## PROBLEM:
Count how many of the lines below contain the string "window", treating uppercase and lowercase as different. Give only the number.

## DATA SUPPLIED:
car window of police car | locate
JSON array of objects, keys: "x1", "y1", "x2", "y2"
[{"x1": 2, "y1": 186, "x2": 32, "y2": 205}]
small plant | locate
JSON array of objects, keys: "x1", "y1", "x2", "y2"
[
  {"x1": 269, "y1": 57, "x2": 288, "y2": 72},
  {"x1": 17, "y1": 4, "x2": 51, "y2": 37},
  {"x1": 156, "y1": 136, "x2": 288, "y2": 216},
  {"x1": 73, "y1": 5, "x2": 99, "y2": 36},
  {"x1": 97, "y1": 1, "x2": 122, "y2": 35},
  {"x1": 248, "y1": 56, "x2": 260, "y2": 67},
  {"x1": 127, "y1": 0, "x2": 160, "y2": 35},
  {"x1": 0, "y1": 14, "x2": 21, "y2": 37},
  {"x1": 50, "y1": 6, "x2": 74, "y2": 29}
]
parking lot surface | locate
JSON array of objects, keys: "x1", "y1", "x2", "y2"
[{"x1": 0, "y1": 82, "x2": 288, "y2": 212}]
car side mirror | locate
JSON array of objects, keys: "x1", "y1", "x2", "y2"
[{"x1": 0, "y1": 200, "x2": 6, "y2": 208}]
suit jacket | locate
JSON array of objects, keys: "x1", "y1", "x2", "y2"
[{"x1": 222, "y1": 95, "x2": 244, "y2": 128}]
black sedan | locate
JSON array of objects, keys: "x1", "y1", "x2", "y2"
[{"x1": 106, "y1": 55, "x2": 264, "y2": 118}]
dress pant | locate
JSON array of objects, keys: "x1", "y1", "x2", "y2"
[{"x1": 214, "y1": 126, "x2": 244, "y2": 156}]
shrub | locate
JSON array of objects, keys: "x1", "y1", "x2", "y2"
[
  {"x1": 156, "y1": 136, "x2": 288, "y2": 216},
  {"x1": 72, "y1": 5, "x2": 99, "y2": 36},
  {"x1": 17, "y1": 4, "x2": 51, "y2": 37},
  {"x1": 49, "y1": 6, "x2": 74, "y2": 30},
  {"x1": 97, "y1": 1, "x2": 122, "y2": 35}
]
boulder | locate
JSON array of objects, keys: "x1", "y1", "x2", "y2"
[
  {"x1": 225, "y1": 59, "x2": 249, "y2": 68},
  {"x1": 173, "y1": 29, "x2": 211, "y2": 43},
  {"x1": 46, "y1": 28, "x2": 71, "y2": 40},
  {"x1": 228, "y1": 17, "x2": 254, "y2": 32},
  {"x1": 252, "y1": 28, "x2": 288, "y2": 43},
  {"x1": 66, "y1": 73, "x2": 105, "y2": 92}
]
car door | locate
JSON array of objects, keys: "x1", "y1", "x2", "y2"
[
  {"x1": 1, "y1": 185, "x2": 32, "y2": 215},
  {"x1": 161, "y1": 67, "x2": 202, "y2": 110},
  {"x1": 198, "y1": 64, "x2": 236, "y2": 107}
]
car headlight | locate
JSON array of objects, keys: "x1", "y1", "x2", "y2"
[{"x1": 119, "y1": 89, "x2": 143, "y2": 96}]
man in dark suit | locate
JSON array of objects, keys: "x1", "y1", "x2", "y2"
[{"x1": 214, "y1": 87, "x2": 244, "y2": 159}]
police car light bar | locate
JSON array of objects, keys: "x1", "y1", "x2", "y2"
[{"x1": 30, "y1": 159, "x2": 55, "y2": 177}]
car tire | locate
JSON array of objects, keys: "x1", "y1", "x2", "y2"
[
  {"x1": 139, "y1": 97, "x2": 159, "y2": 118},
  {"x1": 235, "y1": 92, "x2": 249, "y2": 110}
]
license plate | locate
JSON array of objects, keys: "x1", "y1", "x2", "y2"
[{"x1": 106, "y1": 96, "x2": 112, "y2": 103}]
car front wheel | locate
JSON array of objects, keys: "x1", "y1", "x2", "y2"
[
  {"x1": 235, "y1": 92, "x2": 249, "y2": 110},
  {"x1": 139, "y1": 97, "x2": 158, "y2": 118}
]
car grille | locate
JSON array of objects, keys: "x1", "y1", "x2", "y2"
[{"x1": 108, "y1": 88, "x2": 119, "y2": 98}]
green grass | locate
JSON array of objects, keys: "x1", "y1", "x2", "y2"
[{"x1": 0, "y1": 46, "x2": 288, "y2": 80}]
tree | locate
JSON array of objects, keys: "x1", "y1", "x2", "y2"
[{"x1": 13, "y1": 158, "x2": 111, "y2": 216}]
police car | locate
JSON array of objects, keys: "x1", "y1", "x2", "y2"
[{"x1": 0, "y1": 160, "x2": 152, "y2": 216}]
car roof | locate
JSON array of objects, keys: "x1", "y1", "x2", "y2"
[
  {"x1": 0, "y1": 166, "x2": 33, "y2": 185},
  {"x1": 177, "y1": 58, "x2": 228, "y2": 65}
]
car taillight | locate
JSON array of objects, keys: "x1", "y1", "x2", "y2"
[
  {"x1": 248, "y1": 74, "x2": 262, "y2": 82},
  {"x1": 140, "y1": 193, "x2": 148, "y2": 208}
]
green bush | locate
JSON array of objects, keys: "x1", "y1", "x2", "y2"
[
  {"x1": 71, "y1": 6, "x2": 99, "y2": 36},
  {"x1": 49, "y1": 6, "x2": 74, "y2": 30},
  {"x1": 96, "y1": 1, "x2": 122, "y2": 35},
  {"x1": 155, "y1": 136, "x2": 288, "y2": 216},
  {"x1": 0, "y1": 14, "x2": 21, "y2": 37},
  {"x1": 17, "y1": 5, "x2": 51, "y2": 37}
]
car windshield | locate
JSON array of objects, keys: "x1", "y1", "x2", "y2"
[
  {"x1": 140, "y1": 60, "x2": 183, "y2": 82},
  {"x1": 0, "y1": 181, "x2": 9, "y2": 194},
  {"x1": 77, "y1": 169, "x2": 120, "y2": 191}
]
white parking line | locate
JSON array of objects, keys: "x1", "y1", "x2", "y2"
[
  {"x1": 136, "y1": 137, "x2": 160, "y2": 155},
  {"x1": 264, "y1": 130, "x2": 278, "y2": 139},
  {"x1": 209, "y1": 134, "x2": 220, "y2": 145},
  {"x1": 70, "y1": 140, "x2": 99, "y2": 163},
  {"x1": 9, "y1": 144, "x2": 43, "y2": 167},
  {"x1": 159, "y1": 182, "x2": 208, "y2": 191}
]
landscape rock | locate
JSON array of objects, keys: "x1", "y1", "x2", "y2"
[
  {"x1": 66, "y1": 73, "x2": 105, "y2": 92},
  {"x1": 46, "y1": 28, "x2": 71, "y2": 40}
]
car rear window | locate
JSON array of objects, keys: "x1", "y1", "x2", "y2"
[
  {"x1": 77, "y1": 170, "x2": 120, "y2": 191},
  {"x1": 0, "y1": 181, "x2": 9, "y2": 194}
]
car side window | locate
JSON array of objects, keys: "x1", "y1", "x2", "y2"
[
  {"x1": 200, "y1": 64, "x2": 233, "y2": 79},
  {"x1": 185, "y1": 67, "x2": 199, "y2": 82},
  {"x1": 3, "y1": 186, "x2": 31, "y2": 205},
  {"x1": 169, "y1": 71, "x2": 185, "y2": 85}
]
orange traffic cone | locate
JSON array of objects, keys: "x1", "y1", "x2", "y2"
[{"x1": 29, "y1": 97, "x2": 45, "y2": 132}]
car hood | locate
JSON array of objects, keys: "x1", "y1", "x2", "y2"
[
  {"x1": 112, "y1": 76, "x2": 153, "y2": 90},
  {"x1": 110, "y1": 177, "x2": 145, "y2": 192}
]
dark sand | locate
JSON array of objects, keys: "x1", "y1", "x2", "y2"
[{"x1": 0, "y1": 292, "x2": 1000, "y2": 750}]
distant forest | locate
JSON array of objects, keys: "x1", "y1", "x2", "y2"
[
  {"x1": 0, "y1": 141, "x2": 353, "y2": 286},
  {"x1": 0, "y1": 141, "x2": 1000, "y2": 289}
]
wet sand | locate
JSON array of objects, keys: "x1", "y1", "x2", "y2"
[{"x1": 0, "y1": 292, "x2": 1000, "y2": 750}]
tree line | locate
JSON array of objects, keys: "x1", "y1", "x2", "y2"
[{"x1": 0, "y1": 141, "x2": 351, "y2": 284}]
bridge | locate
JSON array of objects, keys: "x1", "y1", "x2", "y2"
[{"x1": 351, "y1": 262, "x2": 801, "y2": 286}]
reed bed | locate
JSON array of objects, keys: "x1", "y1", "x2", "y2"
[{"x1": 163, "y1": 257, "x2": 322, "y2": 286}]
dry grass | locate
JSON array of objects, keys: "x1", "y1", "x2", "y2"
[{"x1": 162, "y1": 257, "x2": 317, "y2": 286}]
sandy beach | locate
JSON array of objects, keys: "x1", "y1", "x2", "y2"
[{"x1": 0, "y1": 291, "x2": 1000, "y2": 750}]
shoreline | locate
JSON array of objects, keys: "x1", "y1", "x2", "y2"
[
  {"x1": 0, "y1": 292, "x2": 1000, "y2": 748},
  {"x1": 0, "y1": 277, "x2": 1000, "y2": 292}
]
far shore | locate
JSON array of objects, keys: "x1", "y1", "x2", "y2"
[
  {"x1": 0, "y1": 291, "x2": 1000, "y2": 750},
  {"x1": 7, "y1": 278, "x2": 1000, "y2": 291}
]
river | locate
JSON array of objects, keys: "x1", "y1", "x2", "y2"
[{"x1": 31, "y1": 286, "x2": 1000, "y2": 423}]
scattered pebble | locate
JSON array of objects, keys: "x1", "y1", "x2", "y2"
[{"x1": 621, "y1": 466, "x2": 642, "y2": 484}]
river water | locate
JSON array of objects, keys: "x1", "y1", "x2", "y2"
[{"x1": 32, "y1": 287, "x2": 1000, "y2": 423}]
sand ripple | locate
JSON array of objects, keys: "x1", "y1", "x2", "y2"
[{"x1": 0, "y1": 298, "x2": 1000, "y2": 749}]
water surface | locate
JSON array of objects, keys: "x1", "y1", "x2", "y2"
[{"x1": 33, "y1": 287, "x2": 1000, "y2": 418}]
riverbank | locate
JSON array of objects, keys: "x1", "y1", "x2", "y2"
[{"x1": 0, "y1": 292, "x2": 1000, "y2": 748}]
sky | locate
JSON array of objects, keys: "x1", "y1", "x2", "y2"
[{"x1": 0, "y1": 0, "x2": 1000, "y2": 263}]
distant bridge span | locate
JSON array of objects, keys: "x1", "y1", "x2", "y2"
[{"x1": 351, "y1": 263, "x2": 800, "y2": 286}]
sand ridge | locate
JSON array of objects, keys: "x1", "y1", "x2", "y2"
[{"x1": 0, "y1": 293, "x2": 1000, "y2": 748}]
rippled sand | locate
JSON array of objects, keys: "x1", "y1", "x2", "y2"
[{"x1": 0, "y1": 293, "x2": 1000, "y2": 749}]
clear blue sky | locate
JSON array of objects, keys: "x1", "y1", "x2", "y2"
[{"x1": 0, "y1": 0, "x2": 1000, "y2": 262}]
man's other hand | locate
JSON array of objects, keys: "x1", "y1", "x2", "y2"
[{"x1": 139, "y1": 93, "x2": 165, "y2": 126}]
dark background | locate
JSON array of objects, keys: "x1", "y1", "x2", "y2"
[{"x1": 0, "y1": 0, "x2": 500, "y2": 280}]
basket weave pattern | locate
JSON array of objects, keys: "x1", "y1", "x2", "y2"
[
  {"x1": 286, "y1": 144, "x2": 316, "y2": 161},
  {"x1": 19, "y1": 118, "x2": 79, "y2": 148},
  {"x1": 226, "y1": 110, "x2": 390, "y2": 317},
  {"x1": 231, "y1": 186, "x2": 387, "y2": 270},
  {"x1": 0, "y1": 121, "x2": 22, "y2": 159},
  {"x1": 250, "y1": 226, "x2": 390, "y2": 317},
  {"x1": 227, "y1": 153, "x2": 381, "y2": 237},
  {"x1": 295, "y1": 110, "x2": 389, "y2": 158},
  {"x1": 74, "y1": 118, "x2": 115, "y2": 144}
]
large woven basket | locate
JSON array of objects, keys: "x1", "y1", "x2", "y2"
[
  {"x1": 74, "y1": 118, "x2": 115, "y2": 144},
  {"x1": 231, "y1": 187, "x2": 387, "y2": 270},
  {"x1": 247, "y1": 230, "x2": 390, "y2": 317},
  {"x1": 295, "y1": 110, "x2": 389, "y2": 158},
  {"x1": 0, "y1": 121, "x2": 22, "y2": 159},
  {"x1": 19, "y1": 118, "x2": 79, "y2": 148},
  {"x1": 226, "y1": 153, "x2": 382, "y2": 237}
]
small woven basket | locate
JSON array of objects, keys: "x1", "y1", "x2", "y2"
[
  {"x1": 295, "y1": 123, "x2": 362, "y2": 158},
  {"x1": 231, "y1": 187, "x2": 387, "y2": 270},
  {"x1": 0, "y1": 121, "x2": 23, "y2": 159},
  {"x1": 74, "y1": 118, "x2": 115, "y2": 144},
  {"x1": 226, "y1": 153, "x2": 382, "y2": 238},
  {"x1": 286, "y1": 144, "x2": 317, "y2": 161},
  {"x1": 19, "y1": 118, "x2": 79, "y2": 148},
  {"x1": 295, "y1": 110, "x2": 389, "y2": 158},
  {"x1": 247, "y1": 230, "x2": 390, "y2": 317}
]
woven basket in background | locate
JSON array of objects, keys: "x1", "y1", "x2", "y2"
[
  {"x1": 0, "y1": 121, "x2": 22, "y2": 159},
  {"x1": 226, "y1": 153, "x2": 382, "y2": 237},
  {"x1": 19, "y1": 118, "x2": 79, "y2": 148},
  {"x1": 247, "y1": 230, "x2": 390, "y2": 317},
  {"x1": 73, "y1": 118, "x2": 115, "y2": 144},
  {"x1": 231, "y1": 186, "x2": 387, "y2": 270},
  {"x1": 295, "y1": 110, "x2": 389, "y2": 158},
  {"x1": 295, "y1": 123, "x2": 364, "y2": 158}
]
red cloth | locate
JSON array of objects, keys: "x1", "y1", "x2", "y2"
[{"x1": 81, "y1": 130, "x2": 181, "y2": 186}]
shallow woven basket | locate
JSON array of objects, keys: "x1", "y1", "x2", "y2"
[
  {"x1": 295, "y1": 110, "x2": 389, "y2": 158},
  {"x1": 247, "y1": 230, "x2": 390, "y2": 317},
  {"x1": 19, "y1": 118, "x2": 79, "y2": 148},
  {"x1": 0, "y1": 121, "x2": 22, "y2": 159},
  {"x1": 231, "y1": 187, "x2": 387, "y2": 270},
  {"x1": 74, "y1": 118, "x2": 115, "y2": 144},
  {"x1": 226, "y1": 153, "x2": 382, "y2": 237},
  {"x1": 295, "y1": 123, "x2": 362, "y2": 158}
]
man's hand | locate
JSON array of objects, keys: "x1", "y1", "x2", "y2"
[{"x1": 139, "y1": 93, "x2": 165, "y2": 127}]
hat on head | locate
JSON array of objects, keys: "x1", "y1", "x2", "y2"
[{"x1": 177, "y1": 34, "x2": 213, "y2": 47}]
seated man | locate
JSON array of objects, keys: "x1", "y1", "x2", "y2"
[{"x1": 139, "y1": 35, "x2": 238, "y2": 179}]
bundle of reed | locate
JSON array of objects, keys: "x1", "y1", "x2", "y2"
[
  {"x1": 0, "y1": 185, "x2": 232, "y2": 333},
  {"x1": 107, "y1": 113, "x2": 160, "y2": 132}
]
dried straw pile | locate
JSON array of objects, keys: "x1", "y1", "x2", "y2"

## SOLUTION TO THIS EXERCISE:
3